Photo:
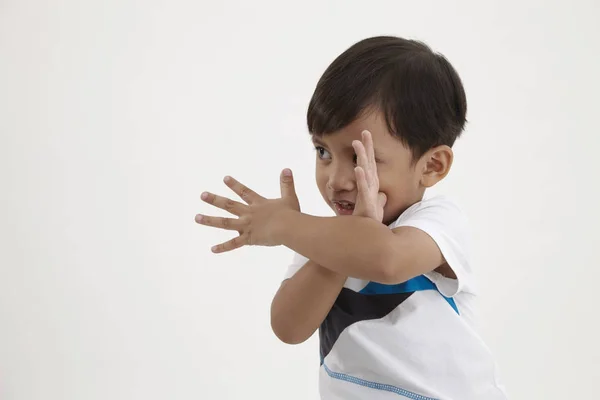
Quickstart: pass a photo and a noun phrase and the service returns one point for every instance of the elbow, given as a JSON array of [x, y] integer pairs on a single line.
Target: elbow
[[284, 328], [286, 333], [389, 270]]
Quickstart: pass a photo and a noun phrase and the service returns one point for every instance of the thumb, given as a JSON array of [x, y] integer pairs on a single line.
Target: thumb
[[381, 199], [287, 184]]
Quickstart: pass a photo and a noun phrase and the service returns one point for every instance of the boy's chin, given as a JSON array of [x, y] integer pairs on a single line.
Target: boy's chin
[[341, 211]]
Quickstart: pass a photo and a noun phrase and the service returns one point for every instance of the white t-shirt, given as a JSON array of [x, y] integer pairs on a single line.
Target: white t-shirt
[[414, 340]]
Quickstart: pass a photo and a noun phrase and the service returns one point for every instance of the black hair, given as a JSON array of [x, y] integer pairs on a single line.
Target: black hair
[[417, 90]]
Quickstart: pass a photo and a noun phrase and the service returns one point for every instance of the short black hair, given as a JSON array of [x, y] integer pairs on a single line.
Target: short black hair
[[417, 90]]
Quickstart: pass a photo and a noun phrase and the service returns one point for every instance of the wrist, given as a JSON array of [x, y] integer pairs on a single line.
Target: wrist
[[281, 225]]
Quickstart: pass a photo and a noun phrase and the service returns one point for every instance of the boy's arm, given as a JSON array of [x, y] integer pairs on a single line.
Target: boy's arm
[[303, 301], [360, 247]]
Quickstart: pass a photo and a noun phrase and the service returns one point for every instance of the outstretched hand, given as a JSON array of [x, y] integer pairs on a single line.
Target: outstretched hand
[[370, 201], [257, 219]]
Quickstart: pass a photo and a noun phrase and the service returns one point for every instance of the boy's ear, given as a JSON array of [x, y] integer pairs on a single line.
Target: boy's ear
[[435, 165]]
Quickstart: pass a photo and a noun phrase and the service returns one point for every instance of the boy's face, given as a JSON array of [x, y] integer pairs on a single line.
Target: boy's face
[[399, 178]]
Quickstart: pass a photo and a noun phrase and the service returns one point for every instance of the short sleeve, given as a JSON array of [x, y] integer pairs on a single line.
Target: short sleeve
[[445, 223], [298, 262]]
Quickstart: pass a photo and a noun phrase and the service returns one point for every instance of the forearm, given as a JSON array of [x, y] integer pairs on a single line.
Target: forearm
[[351, 246], [303, 301]]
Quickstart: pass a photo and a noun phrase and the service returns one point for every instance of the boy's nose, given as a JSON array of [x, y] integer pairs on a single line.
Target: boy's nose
[[341, 179]]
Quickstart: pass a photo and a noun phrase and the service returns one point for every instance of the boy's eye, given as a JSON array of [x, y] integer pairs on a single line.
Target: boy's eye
[[322, 153]]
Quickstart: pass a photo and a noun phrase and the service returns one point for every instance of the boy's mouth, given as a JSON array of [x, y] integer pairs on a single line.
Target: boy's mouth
[[343, 207]]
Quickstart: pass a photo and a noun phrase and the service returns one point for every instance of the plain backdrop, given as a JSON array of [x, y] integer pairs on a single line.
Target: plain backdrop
[[116, 115]]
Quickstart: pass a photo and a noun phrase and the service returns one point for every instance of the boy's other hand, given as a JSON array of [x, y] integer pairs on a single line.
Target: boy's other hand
[[257, 220], [370, 201]]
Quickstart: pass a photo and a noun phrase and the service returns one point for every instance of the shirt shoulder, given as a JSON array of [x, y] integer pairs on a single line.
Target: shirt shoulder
[[443, 220]]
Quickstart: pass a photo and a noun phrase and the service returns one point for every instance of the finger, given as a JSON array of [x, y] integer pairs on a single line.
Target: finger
[[361, 184], [381, 199], [287, 184], [369, 148], [232, 207], [232, 244], [249, 196], [229, 224], [361, 160]]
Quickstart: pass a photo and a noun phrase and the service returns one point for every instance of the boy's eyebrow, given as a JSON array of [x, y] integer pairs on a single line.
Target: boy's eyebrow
[[319, 142]]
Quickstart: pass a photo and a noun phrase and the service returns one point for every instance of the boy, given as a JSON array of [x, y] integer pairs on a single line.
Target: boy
[[387, 281]]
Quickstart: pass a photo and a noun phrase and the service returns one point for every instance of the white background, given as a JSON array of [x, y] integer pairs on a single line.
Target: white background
[[116, 115]]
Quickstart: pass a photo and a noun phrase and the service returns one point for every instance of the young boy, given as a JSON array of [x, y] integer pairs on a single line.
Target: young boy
[[387, 281]]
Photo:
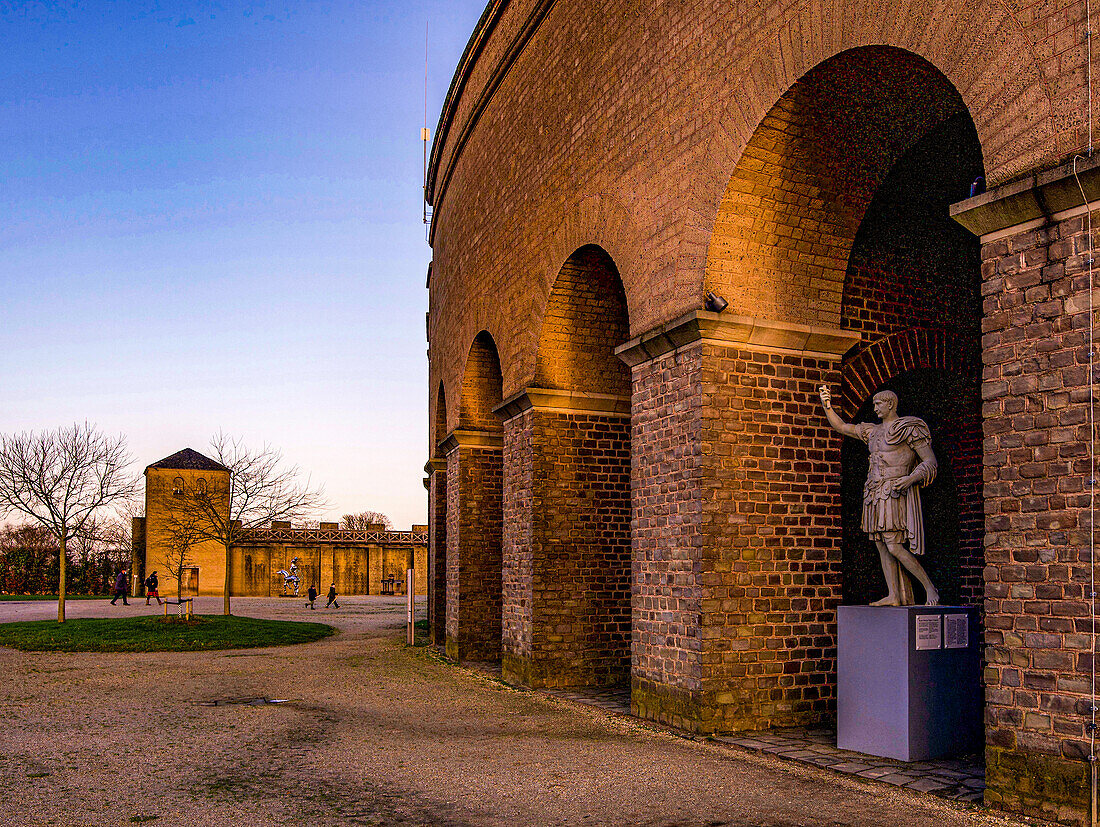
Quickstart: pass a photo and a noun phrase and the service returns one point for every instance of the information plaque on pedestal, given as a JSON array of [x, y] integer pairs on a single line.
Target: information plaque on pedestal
[[909, 681]]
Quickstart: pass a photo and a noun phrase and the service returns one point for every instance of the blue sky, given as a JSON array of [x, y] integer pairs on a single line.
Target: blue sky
[[211, 221]]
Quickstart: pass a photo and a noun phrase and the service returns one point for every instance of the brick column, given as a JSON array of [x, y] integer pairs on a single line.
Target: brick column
[[567, 539], [437, 549], [473, 544], [736, 522], [1035, 392]]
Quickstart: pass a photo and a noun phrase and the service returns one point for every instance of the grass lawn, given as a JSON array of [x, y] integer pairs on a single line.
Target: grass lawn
[[157, 633], [21, 598]]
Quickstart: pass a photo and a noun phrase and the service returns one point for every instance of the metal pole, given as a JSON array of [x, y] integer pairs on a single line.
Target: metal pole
[[409, 583]]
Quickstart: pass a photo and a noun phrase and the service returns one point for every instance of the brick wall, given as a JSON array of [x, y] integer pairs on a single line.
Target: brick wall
[[736, 517], [437, 554], [473, 552], [633, 144], [1036, 453], [567, 549], [519, 517]]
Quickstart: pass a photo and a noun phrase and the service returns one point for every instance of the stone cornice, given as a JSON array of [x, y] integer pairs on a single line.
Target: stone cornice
[[810, 340], [1031, 202], [564, 401], [439, 175], [462, 438]]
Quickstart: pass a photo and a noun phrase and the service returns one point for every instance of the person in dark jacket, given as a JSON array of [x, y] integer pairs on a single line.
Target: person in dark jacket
[[120, 587], [152, 588]]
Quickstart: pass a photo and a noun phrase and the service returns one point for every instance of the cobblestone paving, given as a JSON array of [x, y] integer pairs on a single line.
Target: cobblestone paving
[[963, 779]]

-- -- --

Give every line of the material above as a numbered list, leaving out blank lines and the pictures.

1. Photo:
2. Quickstart: pass a photo and a noun phrase and the service returns one point for every instance of the elbow, given as a JSON array of [x, y] integer pairs on a single line.
3. Target: elbow
4. [[284, 328], [286, 333], [389, 270]]
5. Quickstart: pass a photo and a noun phrase and the service returns one point for every instance of the thumb, given as a JSON array of [x, y] integer pairs on a single line.
6. Target: thumb
7. [[381, 199], [287, 184]]
8. Quickstart: pass a photo and a noun phrase and the service returns one point for every instance of the boy's chin, given as a JSON array of [x, y] integer pairs on a single line.
9. Target: boy's chin
10. [[341, 211]]
11. Quickstart: pass a photo and a noun phrase and the service returns one point for every instance of the white t-shirt, given as a JSON array of [x, y] integer pairs on a single line.
12. Target: white t-shirt
13. [[414, 340]]
14. Quickstart: pass a photo and a noun phrase and the service returns one point for every instance of the black hair, given as a JSON array of [x, y] integer pairs on a single line.
15. Target: black hair
16. [[417, 90]]
17. Quickstart: pass a photo and a noun phrase and the service returns one point for every instance of the short black hair, given as a JSON array of [x, y] integer pairs on a single line.
18. Target: short black hair
19. [[417, 90]]
20. Quickstart: pass a photo and a noun phrase and the service returns one point for every instance of the wrist, given as a JSON array of [x, y] integer pairs on a single line.
21. Target: wrist
22. [[281, 225]]
23. Quickstart: pass a photo and a noun phrase and the service returns one point for every instance of the boy's arm, given as a JSON array of [x, y] integer pairs on a single line.
24. Target: boy's arm
25. [[303, 301], [360, 247]]
26. Quickstart: pass a photo and a noun phrase and the service returns one point for every instance of the outstretched hand, given as a JSON array of [x, y] integer pairs on a single line.
27. Target: outstretched hand
28. [[370, 201], [257, 219]]
29. Quickstart: pass a photo and a noun phrase and the service returns one point for every instance of the boy's ear, given as a JSON array of [x, y] integer pairs on a single line.
30. Target: boy's ear
31. [[435, 165]]
32. Quickstart: pass a photo and a noun phrase and the service returns one point for every instance of the boy's face, given as a JSON array of [x, y] integer pairs on a single line.
33. Target: boy's face
34. [[399, 178]]
35. Quickstart: pass a photo and a noun phrase and the service returns one point for every instance of the short sleeve, given as a JSON array of [x, y] integer pairs on a single line.
36. Target: short sleeve
37. [[445, 223], [298, 262]]
38. Quickstart: pass a photo and a noun phrase and the service returns one point for every instance of the forearm, given as a JSON array of [x, y] integer pairs on a single line.
39. Target: forearm
40. [[351, 246], [303, 301]]
41. Quickstart: pass a photo and a noun phrase and the service returns one point for every instance of the boy's nose, given as a JSON array of [x, y] integer pairs on a single line.
42. Target: boy's nose
43. [[341, 179]]
44. Quickstart: pass a photo and a noun phrase and the service returns one point for every instance of the boy's eye, given as a JSON array of [x, y] integer pairs on a single line.
45. Target: boy's eye
46. [[322, 153]]
47. Quickstart: pass a photo and a noun phrase and the service returns one point for every instance of the boy's mouth, given as a JSON array of [x, y] integer pairs on a single line.
48. Target: boy's mouth
49. [[343, 207]]
50. Quickstart: pass a photo and a noun phrase and the service returns one point for every instance of the plain backdrop, given as a JSON array of [x, y] integer pairs on a single line.
51. Target: plain backdrop
52. [[116, 115]]
53. Quickstart: pass a photo and a noun phrase and the service returns one point for every instance of the boy's other hand, given as a JSON array of [x, y] integer pairs on a single line.
54. Target: boy's other hand
55. [[257, 220], [370, 201]]
56. Quickstart: pass a photo and a noun phrase and the service returns one point for every instance of the shirt shoulder, given as a JSON array of [x, y] integer pairs on a single line.
57. Target: shirt shoulder
58. [[443, 220]]
59. Quickstart: pass a photo and a noun phrase and the service returns one point for every instance of the finger, given as a JSON array of [x, y] integer pairs on a single line.
60. Target: finger
61. [[361, 184], [381, 199], [287, 184], [369, 148], [232, 207], [232, 244], [249, 196], [229, 224], [361, 160]]
62. Quickstart: pass a photo and a noun phrase and the service returns one point for every instance of the boy's eyebrow, given as a JSON array of [x, y] integer pairs on a single line.
63. Target: boy's eyebrow
64. [[319, 142]]
65. Quickstart: pass a photo and a noun phrase and the service returns one point for every instance of the boy, given as a JSON array of [x, y] integer pairs on a single line.
66. Target: boy
67. [[387, 281]]
68. Quickstart: pass a photo and a noun phrase and the service returns one point for every instance of the white background, given as a JSON array of [x, y] integer pairs on a single line.
69. Target: white background
70. [[116, 115]]
71. Quickstart: pass a photo and a noun phrase and the service returns one point for every instance of the young boy, given as a JSON array of [x, y] integer pairs on a single line.
72. Target: young boy
73. [[387, 281]]
74. Photo:
75. Quickstart: pass a photo and a noun phrase and the service returns one point for every instance of the information plaque on pedestal, given as a JSON array of [x, y] integer pairs on a single line.
76. Target: information plaque on pedestal
77. [[909, 681]]
78. Quickstart: pass a photo and a noun phrase and the service returns one point for every instance of the blue sky, given as a JSON array of [x, y] integer pairs on a single line.
79. Target: blue sky
80. [[211, 221]]
81. Quickstart: pass a photo and a noun phrase and the service returns one point for every instance of the brick column, given as a JSON array of [x, y] integer pairs on a single line.
82. Target: brick column
83. [[567, 539], [437, 549], [473, 544], [736, 522], [1035, 392]]
84. Quickstart: pass a photo and a noun phrase and the service returns one point for every instance of the grass lawn, given as a JSON array of [x, y] integer pairs on a single line.
85. Target: grass lawn
86. [[157, 633], [21, 598]]
87. Quickstart: pass a photo and a noun phrase and the service returns one point for every instance of the metal pole, given as a JSON array of [x, y] integer pairs on a single line.
88. Target: metal pole
89. [[409, 583]]
90. Quickstart: pass a photo and a noun phrase and the service returns one point for every instance of the brick wall, given as a JSON array of [x, y] integer pairs on a single line.
91. Target: brick wall
92. [[736, 517], [437, 554], [473, 552], [633, 144], [1036, 453], [567, 549], [519, 517]]
93. Quickstart: pass a photo and a noun phrase and the service returns one point for every instance of the stone cornice, given as a JSON array of [x, y] integer pairs on a single line.
94. Target: stone cornice
95. [[810, 340], [1031, 202], [564, 401], [439, 175], [462, 438]]
96. Quickstart: pass a photo and a noun phrase and the service returns one point for every instance of the person in dark jacket, given as a JSON array of [x, y] integer pairs on a single line.
97. Target: person in dark jacket
98. [[120, 587], [152, 588]]
99. Quickstart: pass a photo and a noun phrase and the service returns one point for every instance of the cobblestone paving, given as a JSON array of [x, y] integer pairs on a single line.
100. Target: cobblestone paving
101. [[963, 779]]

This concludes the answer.